Write out again the lines starting with the one containing "the snow-covered ground." and going on through the one containing "x=251 y=922", changing "snow-covered ground" to "frozen ground" and keeping everything else the same.

• • • • • • •

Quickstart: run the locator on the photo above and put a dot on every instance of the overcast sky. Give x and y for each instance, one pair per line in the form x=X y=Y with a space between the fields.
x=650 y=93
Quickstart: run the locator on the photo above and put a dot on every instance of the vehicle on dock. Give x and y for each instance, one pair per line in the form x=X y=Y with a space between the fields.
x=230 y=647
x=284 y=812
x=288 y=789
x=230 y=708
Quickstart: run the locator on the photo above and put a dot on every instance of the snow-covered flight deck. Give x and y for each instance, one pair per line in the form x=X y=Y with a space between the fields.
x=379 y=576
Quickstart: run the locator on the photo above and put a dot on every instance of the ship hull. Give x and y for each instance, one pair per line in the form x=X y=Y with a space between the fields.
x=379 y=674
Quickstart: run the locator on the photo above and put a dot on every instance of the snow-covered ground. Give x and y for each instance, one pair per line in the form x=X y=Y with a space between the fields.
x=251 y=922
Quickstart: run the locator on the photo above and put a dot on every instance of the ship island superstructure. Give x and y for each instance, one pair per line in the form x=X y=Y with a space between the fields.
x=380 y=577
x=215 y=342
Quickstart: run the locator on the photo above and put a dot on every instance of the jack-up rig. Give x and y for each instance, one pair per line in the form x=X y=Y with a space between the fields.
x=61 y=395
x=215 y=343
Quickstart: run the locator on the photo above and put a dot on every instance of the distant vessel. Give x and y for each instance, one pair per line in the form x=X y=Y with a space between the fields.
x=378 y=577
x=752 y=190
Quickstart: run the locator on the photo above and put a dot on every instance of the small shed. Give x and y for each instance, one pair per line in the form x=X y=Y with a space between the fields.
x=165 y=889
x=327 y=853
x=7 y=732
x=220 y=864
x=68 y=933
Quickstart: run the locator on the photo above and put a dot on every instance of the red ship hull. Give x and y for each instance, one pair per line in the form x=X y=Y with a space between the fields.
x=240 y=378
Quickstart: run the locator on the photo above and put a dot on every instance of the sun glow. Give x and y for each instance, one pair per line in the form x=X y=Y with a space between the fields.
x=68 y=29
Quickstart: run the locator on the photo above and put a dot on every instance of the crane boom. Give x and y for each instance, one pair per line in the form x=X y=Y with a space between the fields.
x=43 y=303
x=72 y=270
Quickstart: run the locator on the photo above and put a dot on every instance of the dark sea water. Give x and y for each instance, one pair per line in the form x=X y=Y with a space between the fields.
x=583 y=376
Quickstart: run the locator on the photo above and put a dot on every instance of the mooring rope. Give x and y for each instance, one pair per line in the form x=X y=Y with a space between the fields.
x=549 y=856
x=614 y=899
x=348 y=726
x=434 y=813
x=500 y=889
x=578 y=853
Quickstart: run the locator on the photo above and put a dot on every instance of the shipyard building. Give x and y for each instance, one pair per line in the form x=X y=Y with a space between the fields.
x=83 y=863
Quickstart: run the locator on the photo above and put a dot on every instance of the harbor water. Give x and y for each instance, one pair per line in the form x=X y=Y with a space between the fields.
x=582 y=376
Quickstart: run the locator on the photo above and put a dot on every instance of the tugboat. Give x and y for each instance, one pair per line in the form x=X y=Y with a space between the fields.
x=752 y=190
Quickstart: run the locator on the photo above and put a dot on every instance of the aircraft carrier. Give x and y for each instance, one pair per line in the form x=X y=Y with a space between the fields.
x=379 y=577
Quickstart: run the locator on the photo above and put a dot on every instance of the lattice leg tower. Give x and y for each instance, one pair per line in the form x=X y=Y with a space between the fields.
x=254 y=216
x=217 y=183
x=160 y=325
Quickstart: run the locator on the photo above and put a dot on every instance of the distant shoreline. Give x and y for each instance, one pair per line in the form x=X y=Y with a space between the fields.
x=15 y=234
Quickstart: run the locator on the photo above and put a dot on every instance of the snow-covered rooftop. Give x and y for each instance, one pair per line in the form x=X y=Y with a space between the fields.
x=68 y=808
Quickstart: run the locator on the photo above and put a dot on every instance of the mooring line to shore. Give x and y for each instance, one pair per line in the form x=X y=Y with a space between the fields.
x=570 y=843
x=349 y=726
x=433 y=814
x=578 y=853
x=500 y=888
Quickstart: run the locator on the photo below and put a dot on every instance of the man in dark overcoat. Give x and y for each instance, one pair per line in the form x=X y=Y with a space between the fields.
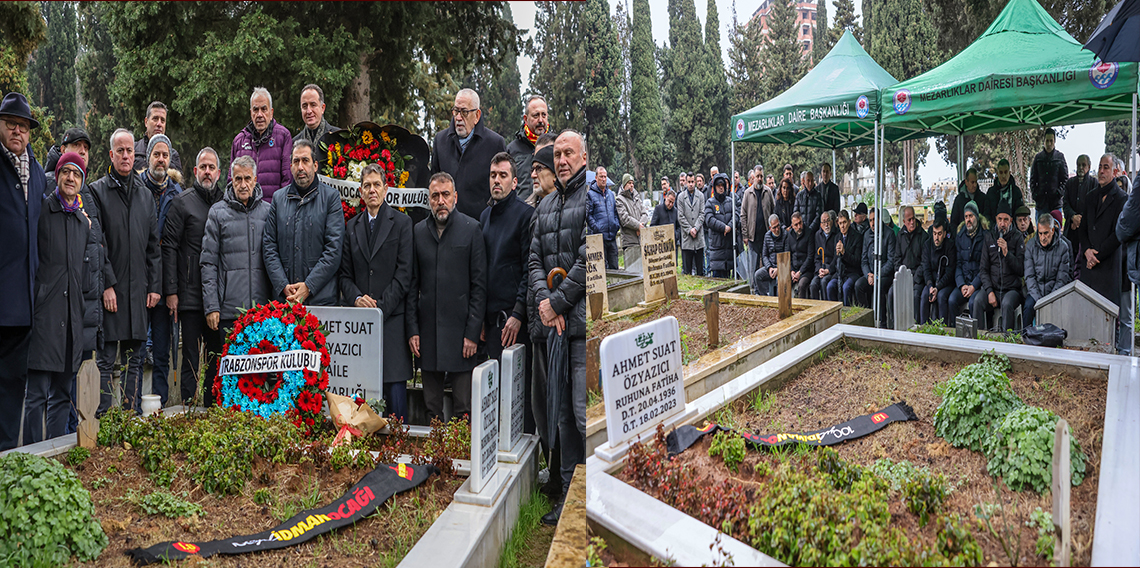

• • • • • • •

▶ Exercise response
Quickstart: run the locator on the photo above and put a dot on every instance of the frozen ground. Give x and y for each instance, one pair per line in the form x=X y=Y with a space between the fields.
x=251 y=922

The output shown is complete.